(Quoted passage):
════

The need for patient data for population health management and data analytics is placing additional pressure on integration engine vendors to continue to scale their products to keep up with the demands.

The finance industry is an industry of comparison that moves data from entity to entity in large scale similar to what is being expected in healthcare. How do the data demands of the finance industry compare with healthcare IT?

Established names such as Fiserv, NASDAQ, and SunGard are three financial corporations that process an enormous amount of data on Microsoft servers that can serve as examples for healthcare.

Scenario 2

Fiserv

Fiserv is an IT services provider to the finance industry. A leading bank asked Fiserv to design a system that could store more than 65 terabytes of transaction data so customers could look up five years of data (an action that may be utilized in healthcare for data analytics). Scalability was a key concern based on the need to transact large amounts of data across simultaneous users.

════

(Task requirements): Extend the passage comparing finance and healthcare data demands, starting after its final sentence on scalability at Fiserv. The records are unrelated to this passage.

════

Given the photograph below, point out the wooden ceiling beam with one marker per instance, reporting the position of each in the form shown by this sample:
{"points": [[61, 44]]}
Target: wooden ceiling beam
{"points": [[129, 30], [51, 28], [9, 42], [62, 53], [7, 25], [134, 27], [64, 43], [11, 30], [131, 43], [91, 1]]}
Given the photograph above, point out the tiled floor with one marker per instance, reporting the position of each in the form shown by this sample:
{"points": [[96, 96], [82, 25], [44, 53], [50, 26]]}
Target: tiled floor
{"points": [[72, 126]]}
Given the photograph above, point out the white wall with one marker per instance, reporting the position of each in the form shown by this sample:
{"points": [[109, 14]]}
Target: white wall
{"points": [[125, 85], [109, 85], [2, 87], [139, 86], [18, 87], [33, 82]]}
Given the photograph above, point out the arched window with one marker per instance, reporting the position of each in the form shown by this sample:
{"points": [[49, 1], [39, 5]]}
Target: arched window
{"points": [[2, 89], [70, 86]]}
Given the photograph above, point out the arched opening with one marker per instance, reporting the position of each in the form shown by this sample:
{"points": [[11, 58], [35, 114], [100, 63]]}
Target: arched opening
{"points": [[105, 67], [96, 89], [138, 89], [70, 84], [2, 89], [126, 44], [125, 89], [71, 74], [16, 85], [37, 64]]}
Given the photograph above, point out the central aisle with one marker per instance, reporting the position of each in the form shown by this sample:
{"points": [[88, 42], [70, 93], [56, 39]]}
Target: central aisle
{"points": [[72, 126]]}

════

(Exercise result):
To prepare for the anticipated volumes, Fiserv tested² a transaction load of more than 155 million records with 3,000 users using SQL Server 2008 and the .NET Framework 3.5. The original estimation was that the solution would be able to process 500,000 records a minute. After testing, Fiserv found that the solution ended up processing 1.37 million records a minute—almost 3x the original estimate.

Scenario 3

NASDAQ

NASDAQ OMX owns and operates the NASDAQ Stock Market. When markets open, the company processes more than 1 million messages per second. The U.S. data archive alone handles billions of transactions per day and stores multiple petabytes of data.

Much like “big data” applications in healthcare that are expected to be used to manage specific populations of patients and provide key insights for improving clinical decision making, financial traders need insight into current and historical data to make decisions. With data archives continuing to grow, NASDAQ OMX recognized that its existing database solutions couldn’t support projected long-term growth and that it was time to scale up to prepare for the future.

NASDAQ OMX implemented SQL Server 2014 software in its in-memory columnstore to keep its massive data volumes manageable. Data compression alone saved 500 TB of disk space. Reworked queries that previously took a day or two ran in only minutes.

The report³ quotes NASDAQ OMX’s Director of Database Structures Stanley Orlowski: “SQL Server 2014 is a game changer for us. Its in-memory columnstore, advanced statistics, and cardinality estimation are the tools we need to manage our very large databases for the long term.”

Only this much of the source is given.